§ Rumusan Soal
Bisakah Anda mengutip teks tentang tambang dan ekosistem pesisir dari "Timex, 29 September" sampai "sosial serta ekonomi." tanpa mengubah satu kata pun?

§ Teks Dokumen
────────
Hentikan Tambang, Lindungi Ekosistem


Timex, 29 September 2013

Hentikan Tambang, Lindungi Ekosistem

DAERAH Kepulauan Sunda Kecil dan Maluku memiliki garis pantai terpanjang di antara regional Indonesia. Hal tersebut setidaknya berarti bahwa Sunda Kecil dan Maluku memiliki kekayaan maritim yang cukup untuk mensejahterakan masyarakat pesisir.
Namun kondisi tersebut ternyata tidak berlaku otomatis, dimana fakta-fakta lapangan justeru menunjukkan bagaimana masyarakat pesisir hidup dalam keterbelakangan sosial serta ekonomi.
────────
§ Listing Data
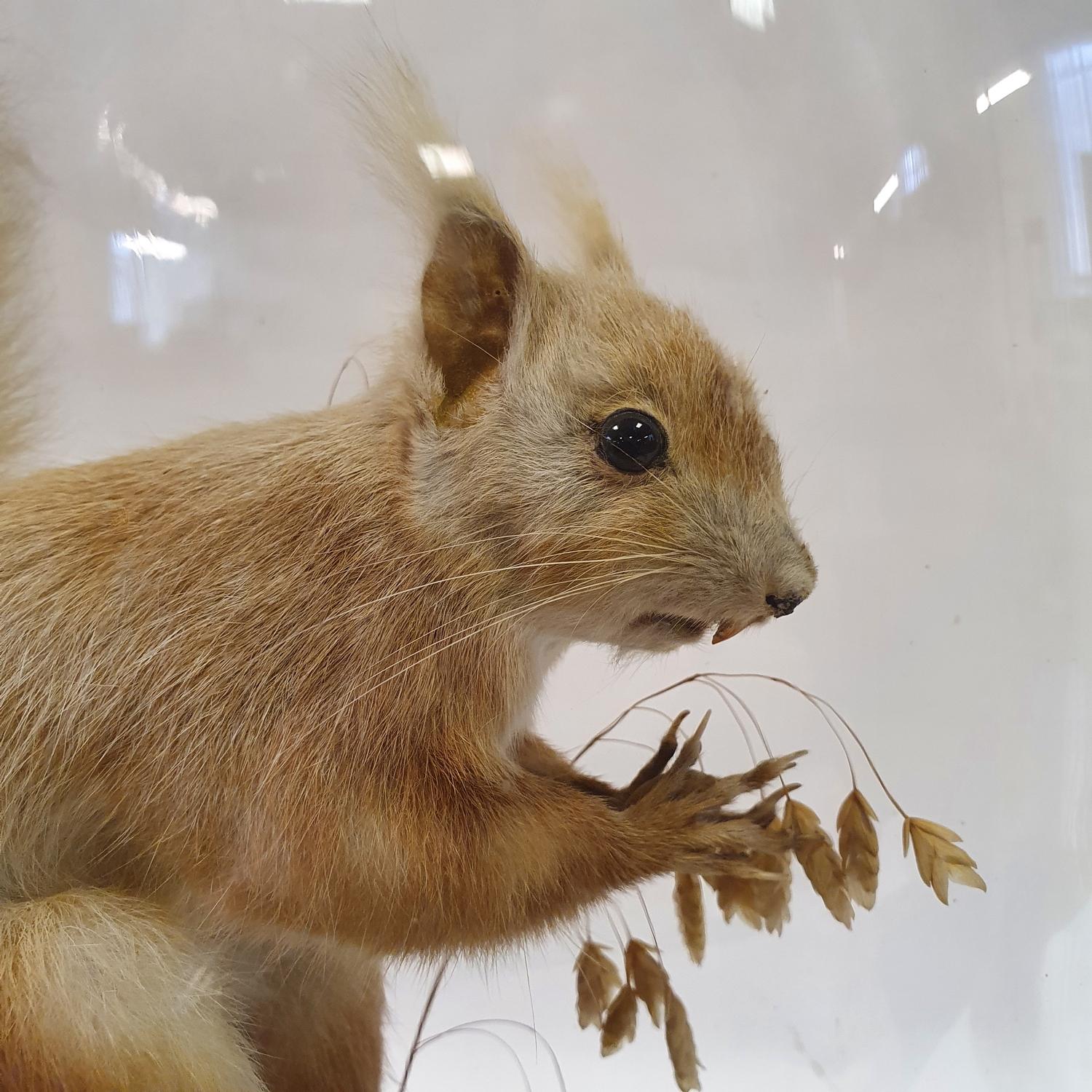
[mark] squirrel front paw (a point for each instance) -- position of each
────────
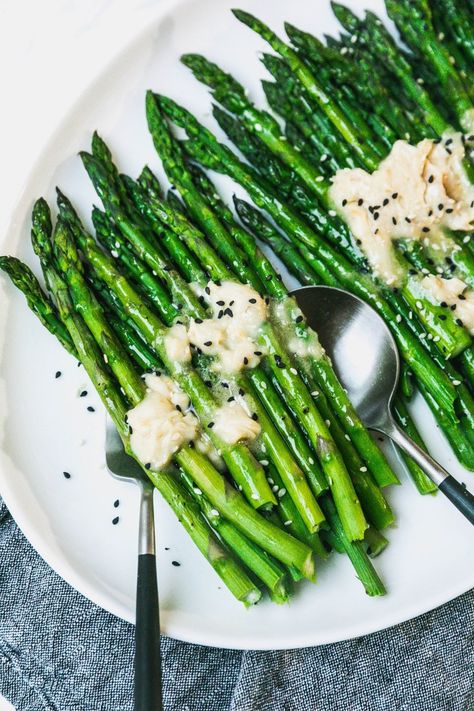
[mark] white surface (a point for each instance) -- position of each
────────
§ Jawaban Latihan
Timex, 29 September 2013

Hentikan Tambang, Lindungi Ekosistem

DAERAH Kepulauan Sunda Kecil dan Maluku memiliki garis pantai terpanjang di antara regional Indonesia. Hal tersebut setidaknya berarti bahwa Sunda Kecil dan Maluku memiliki kekayaan maritim yang cukup untuk mensejahterakan masyarakat pesisir.
Namun kondisi tersebut ternyata tidak berlaku otomatis, dimana fakta-fakta lapangan justeru menunjukkan bagaimana masyarakat pesisir hidup dalam keterbelakangan sosial serta ekonomi.